● **INSTRUCTIONS FOR THE TASK**: Can you format every line of the entries below as a Markdown table with the columns "No." and "Line", numbering the rows and omitting blank lines?

--- BEGIN DATASET ENTRIES ---

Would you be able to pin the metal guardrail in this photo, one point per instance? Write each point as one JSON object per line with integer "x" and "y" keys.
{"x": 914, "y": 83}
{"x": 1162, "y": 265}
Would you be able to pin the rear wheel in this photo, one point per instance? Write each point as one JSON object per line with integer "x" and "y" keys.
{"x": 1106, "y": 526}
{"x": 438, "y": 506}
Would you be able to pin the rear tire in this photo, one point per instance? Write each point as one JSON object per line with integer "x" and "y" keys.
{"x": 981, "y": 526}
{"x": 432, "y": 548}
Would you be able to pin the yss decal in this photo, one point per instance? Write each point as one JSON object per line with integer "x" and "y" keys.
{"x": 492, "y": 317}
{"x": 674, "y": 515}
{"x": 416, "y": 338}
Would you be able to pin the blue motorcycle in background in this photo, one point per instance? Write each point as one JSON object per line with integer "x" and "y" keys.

--- END DATASET ENTRIES ---

● **RESULT FOR THIS TASK**:
| No. | Line |
|---|---|
| 1 | Would you be able to pin the metal guardrail in this photo, one point per instance? Write each point as one JSON object per line with integer "x" and "y" keys. |
| 2 | {"x": 914, "y": 83} |
| 3 | {"x": 1162, "y": 265} |
| 4 | Would you be able to pin the rear wheel in this photo, one point per instance? Write each point as one JSON object per line with integer "x" and "y" keys. |
| 5 | {"x": 1106, "y": 526} |
| 6 | {"x": 438, "y": 506} |
| 7 | Would you be able to pin the rear tire in this photo, one point per instance? Write each point as one JSON object per line with integer "x" and "y" keys. |
| 8 | {"x": 981, "y": 526} |
| 9 | {"x": 432, "y": 548} |
| 10 | Would you be able to pin the yss decal in this photo, one point per instance? Write each point as one JSON object per line with integer "x" and "y" keys. |
| 11 | {"x": 492, "y": 317} |
| 12 | {"x": 674, "y": 515} |
| 13 | {"x": 416, "y": 338} |
| 14 | Would you be able to pin the blue motorcycle in background in this photo, one point per instance? Write each point as one JSON object per line with integer "x" and "y" keys. |